**Set problem:**
How many of the lines below contain the word "brown"? Give only the number.

Point annotation records:
★ ★ ★
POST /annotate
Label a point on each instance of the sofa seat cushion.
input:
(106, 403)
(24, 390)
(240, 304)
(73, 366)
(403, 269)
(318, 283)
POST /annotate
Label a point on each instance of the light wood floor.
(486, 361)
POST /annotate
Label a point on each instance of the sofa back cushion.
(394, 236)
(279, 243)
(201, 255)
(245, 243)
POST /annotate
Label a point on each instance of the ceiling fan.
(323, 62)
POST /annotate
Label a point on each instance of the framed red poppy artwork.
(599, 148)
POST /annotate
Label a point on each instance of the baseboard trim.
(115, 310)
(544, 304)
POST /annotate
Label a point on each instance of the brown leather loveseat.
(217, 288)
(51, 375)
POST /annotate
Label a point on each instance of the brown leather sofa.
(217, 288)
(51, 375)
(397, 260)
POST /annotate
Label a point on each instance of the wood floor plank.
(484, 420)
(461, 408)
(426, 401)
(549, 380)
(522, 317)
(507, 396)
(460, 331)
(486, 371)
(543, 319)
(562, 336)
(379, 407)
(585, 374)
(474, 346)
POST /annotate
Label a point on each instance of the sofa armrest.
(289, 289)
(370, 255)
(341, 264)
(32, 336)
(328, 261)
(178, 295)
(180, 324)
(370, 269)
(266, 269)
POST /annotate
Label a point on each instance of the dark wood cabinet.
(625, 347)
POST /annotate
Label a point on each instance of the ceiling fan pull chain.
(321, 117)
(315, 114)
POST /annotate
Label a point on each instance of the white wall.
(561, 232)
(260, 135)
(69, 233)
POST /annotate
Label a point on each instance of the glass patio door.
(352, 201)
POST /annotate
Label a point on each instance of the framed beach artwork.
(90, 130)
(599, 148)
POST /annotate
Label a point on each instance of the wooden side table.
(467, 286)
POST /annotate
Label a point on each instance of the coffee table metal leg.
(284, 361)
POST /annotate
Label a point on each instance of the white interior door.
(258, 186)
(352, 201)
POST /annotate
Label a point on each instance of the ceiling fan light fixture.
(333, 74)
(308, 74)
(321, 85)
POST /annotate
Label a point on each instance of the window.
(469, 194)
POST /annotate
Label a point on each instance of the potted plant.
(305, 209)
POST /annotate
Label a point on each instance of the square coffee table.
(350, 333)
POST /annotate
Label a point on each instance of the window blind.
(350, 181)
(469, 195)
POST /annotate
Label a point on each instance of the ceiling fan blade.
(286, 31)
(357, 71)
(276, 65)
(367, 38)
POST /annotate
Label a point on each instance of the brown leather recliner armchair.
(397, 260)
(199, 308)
★ ★ ★
**Solved problem:**
3